Saved data entries
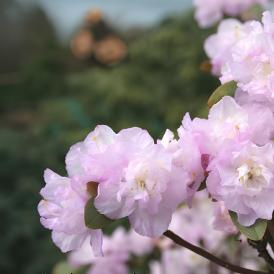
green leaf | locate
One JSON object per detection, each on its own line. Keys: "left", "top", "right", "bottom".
{"left": 52, "top": 261, "right": 74, "bottom": 274}
{"left": 229, "top": 211, "right": 267, "bottom": 241}
{"left": 84, "top": 197, "right": 112, "bottom": 229}
{"left": 207, "top": 81, "right": 237, "bottom": 108}
{"left": 52, "top": 261, "right": 89, "bottom": 274}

### Requirement:
Before printing the records again, strip out the pictures; change nothing else.

### Solution below:
green leaf | locate
One JSON object per detection, each on its own line. Keys: "left", "top", "right", "bottom".
{"left": 52, "top": 261, "right": 74, "bottom": 274}
{"left": 229, "top": 211, "right": 267, "bottom": 241}
{"left": 84, "top": 197, "right": 112, "bottom": 229}
{"left": 207, "top": 81, "right": 237, "bottom": 108}
{"left": 52, "top": 261, "right": 89, "bottom": 274}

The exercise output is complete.